Only the text is wanted; write out each record below exactly and exclude all pictures.

==== DATA SUPPLIED

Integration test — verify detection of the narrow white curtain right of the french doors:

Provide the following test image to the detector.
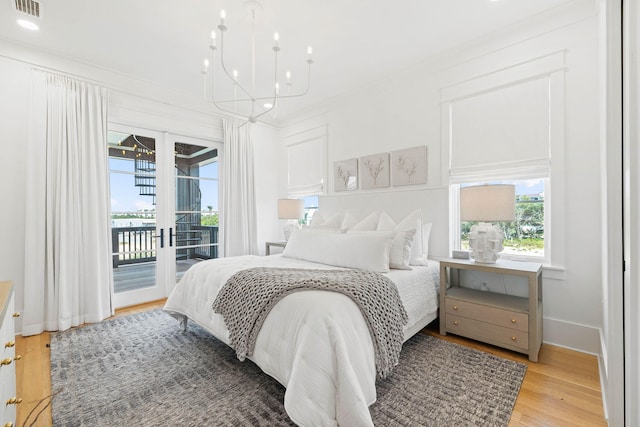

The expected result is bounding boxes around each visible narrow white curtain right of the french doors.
[220,119,258,257]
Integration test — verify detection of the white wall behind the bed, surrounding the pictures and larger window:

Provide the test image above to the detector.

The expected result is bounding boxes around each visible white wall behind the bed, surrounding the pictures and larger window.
[283,2,602,353]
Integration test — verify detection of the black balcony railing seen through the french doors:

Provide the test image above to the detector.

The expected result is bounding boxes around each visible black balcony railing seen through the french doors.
[111,225,218,268]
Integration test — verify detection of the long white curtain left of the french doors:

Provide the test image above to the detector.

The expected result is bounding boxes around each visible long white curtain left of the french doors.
[22,70,113,335]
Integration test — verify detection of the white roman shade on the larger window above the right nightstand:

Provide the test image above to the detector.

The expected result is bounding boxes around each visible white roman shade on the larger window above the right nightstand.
[450,78,550,183]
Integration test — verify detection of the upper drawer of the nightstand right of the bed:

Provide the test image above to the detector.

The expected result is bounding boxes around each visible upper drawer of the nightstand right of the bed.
[446,298,529,332]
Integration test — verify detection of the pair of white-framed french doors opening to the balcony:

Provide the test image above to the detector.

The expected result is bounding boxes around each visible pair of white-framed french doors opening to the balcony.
[108,124,222,308]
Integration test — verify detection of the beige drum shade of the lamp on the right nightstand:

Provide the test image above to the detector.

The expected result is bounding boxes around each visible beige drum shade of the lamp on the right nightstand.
[460,184,516,222]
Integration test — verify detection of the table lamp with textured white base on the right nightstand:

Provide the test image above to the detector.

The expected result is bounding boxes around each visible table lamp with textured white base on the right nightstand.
[460,184,516,264]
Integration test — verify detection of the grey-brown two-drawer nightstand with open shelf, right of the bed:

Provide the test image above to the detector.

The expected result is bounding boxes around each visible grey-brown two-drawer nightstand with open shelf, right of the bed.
[440,259,542,362]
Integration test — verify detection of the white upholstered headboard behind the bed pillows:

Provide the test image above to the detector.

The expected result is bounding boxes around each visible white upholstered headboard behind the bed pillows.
[319,188,449,258]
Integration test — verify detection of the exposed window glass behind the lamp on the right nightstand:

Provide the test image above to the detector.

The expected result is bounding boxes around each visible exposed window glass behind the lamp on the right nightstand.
[452,178,548,260]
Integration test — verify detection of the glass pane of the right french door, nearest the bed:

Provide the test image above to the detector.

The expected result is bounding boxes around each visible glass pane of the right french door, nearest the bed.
[173,142,219,281]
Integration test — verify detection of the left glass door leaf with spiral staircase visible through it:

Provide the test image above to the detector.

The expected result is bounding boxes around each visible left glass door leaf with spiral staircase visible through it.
[108,131,160,307]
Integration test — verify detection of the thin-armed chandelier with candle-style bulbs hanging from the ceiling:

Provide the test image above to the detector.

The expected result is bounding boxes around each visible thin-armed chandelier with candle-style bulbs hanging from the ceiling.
[202,0,313,126]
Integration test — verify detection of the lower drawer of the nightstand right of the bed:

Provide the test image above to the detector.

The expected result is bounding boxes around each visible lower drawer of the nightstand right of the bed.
[447,313,529,351]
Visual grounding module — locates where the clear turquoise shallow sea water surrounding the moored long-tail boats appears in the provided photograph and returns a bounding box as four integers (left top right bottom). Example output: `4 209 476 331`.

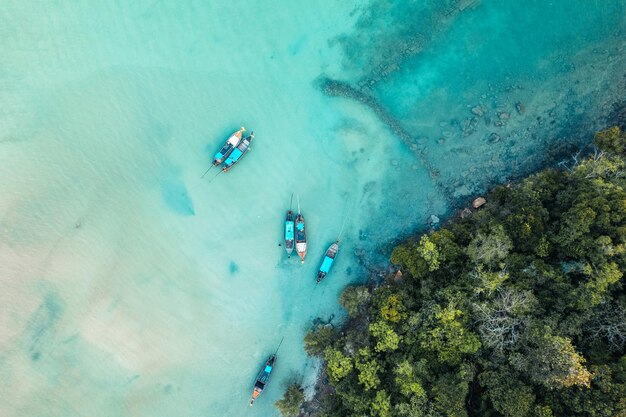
0 0 626 417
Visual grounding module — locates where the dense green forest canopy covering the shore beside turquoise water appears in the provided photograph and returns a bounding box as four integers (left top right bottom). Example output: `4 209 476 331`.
282 128 626 417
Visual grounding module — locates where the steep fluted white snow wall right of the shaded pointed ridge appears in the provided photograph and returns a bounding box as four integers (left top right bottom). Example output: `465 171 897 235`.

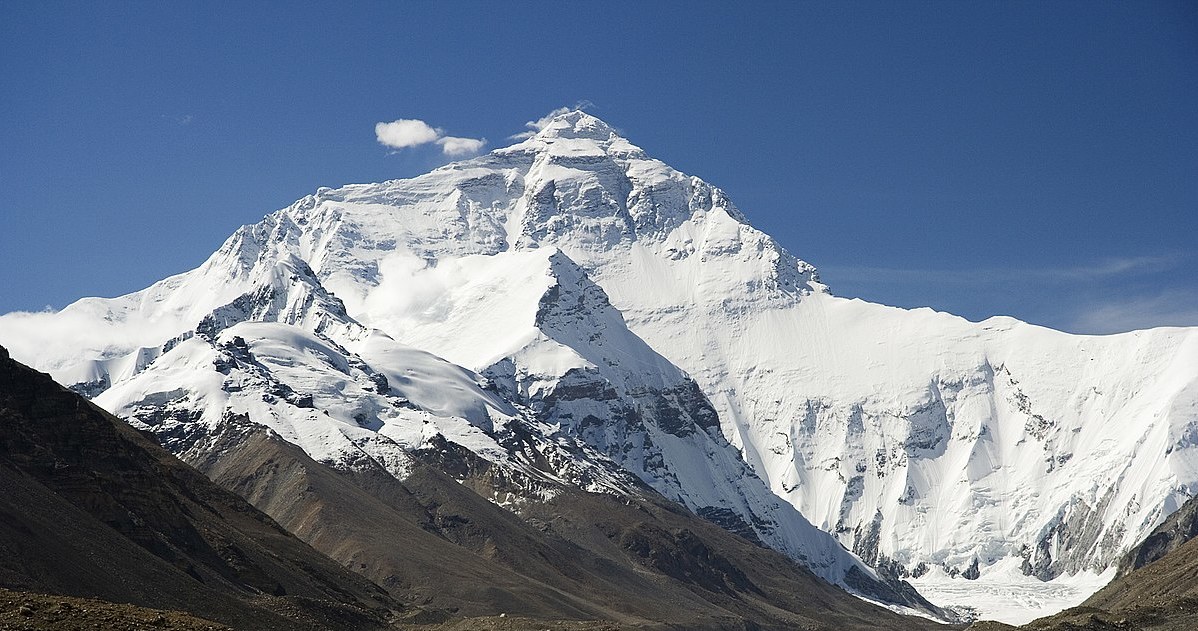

========

■ OUTPUT ■
Integration test — verify detection of the narrow white curtain right of the french doors:

Provide the following test image to the detector.

The expected result is bounding boxes around each visible narrow white curtain right of the french doors.
[220,119,258,257]
Integration test — verify detection of the white wall behind the bed, surrounding the pictures and larger window:

Provide the test image above to the detector.

The expected result is bounding boxes around each visible white wall behind the bed, surrounding the pictures and larger window.
[283,2,602,353]
Integration test — verify detection of the black balcony railing seen through the french doors:

Provide the test image above to the detector.

The expected result is bounding boxes around each visible black balcony railing seen through the french doors.
[111,225,218,268]
Integration test — verify detection of the long white curtain left of the french doors:

Provide the test image above to the detector.

The expected result is bounding boxes around each visible long white curtain left of the french doors.
[22,70,113,335]
Integration test — verify detection of the white roman shade on the larger window above the right nightstand:

Provide the test image above to the detector.

The expected result is bounding boxes around each visible white roman shade on the larger window above the right nightstand.
[450,78,550,183]
Integration test — verify detection of the upper drawer of the nightstand right of the bed:

Provide the test image above to the detector.

The expected result is bounding boxes around each visible upper drawer of the nightstand right of the bed.
[446,298,529,332]
Integration test — verify detection of the pair of white-framed french doors opening to the balcony:

Provide the test image above to the detector.

The expected result is bounding boxes around each visible pair of white-framed french doors opening to the balcony.
[108,124,222,308]
Integration test — verify detection of the beige drum shade of the lamp on the right nightstand:

Provide the test image above to the detector.

The expected result is bounding boxes around each visible beige drum shade of the lamp on the right nightstand.
[460,184,516,222]
Integration test — verify detection of the table lamp with textured white base on the right nightstand:

Provide the test image above to the detector.

The expected result is bounding boxes around each visible table lamp with textured white base on the right nightstand.
[460,184,516,264]
Integration test — verify detection of the grey-brown two-drawer nightstand with open shelf, right of the bed:

Provide the test image above to the detector.

The expected result is bounding boxes around each visible grey-brown two-drawer nightstand with open shelf, right of the bed.
[440,259,542,362]
Integration test — verify detection of the white upholstered headboard behind the bed pillows:

Provide the test image above to the detector.

The expected result is bounding boxes around each visible white upholstered headboard behind the bed pillows.
[319,188,449,258]
Integration test — verify detection of the exposed window glass behind the lamp on the right nightstand:

Provide the test image above to the detector.

The expected result is bounding boxes around each visible exposed window glass behind the lamp on the right nightstand.
[452,178,548,260]
Integration test — verify detection of the glass pane of the right french door, nearest the bed:

Provide the test image above to the detector.

The expected result is bounding boxes around each visible glass pane of the right french door, nearest the bed.
[173,142,219,281]
Integration test — verify detection of the left glass door leaf with spiral staircase visible through it:

Provide the test image above to the detector.

The expected result is bounding boxes around each visible left glass door leaf with spiral staircase visible through it.
[108,131,160,307]
Integration test — verify detection of the thin-armed chandelier with candle-style bulbs hanging from the ceiling:

Provide the test image above to the detector.

The expected result is bounding boxes around each visible thin-armed chandelier with candle-style bulbs hanging from the ceiling.
[202,0,313,126]
Integration test — verify detection of the lower drawer of the nightstand right of the bed:

Provide the test image above to the detector.

The expected result is bounding boxes around each visible lower drawer of the nightstand right of the bed.
[447,313,529,351]
Visual grounding module — locates where the clear turquoise shallow sea water surrounding the moored long-tail boats appears in the provided photograph and returns a bounding box as four integers (left top right bottom). Example output: `4 209 476 331`.

0 0 626 417
Visual grounding module — locates where the dense green forest canopy covering the shore beside turquoise water appears in the provided photograph and returns a bounding box as four integers (left top right bottom). Example output: `4 209 476 331`.
282 128 626 417
Visual grounding module — locates where the steep fluted white snow wall right of the shaded pointed ridge appears in the provided photograph and returns a bounding box as four integers (left top right bottom). Example output: `465 171 897 235`.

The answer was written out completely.